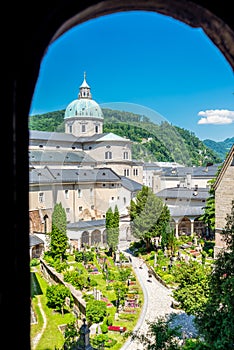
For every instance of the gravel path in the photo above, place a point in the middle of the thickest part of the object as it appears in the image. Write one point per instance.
(36, 339)
(157, 302)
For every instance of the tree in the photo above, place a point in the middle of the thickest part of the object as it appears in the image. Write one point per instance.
(160, 336)
(216, 319)
(59, 239)
(146, 213)
(112, 227)
(58, 296)
(192, 286)
(96, 310)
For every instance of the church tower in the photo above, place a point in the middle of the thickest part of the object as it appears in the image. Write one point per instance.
(83, 116)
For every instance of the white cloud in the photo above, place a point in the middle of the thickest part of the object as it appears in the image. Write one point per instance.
(216, 116)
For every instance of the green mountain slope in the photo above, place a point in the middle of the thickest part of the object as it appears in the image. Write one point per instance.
(151, 142)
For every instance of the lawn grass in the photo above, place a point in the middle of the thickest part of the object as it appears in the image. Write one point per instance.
(52, 338)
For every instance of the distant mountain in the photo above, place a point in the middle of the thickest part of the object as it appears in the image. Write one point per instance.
(220, 147)
(151, 142)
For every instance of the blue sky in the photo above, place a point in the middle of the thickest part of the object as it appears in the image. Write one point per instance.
(146, 63)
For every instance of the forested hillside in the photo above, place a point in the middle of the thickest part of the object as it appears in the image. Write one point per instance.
(151, 142)
(220, 147)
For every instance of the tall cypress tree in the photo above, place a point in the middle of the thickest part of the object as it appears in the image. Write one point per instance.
(59, 239)
(112, 227)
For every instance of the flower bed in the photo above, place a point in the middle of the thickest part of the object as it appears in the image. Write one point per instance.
(117, 329)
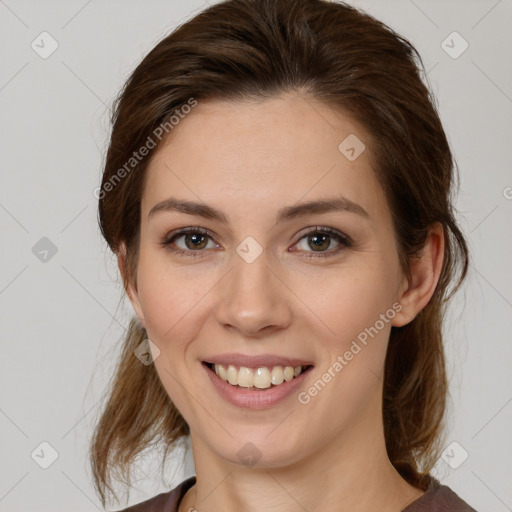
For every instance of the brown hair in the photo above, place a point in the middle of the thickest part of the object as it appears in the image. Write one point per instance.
(255, 49)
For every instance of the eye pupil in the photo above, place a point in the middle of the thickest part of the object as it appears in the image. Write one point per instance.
(319, 241)
(194, 237)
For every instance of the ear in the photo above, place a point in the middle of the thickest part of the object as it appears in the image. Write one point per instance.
(129, 286)
(416, 292)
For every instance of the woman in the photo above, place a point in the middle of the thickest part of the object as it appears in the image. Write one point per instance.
(277, 191)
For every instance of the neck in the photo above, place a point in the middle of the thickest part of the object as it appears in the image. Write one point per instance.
(350, 472)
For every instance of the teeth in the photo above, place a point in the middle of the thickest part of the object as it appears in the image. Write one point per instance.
(261, 378)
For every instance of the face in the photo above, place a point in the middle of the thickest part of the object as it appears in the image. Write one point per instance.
(264, 276)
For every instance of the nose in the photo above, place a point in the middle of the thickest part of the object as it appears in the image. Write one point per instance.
(253, 299)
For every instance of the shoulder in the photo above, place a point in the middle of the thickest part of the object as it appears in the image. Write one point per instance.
(164, 502)
(439, 498)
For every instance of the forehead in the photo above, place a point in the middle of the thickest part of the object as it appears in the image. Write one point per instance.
(263, 154)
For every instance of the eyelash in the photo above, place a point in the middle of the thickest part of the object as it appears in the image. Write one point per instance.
(344, 240)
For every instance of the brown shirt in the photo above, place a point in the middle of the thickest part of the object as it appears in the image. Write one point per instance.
(438, 498)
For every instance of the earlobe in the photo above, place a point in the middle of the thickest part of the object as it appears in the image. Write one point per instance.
(425, 271)
(130, 288)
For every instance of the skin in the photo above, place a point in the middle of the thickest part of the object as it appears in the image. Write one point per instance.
(248, 160)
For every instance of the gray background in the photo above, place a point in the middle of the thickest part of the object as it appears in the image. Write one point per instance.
(62, 321)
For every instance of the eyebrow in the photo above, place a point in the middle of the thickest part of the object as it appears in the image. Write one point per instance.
(284, 214)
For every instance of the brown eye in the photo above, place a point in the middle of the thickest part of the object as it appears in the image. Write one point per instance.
(320, 240)
(188, 242)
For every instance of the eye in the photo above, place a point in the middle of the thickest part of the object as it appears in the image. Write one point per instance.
(321, 238)
(194, 239)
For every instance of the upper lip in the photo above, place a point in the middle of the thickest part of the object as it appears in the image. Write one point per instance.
(268, 360)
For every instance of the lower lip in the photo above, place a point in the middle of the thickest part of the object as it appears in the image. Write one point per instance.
(255, 399)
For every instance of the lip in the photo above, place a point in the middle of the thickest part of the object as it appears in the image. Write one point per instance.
(255, 399)
(268, 360)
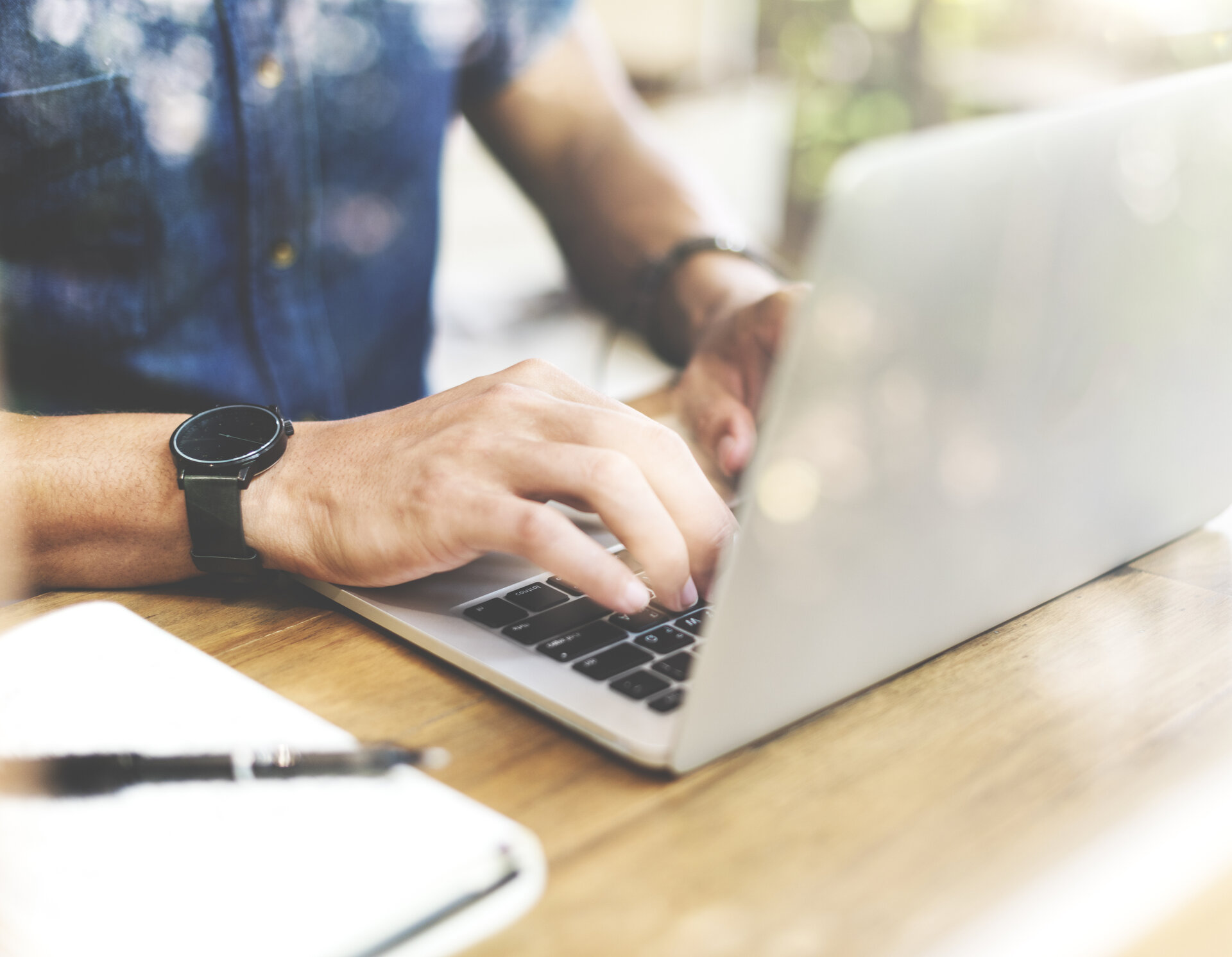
- - - -
**Aim**
Gather every line of the data above that contains the word "brown", and copy each one in full.

**Solution**
For every instance of the brown hair in the photo above, place a point in the middle of the thickest part of the object as it appears in the image. Write one point per instance.
For every instance of the brown shirt in the photo above, place a point in the middle of the thickest part of the object as it appears in the image. Write one point per instance.
For every instance of the brown eye in the photo above, place a point in the middle of the thickest part of the object as it appears in the image. Write one point per instance.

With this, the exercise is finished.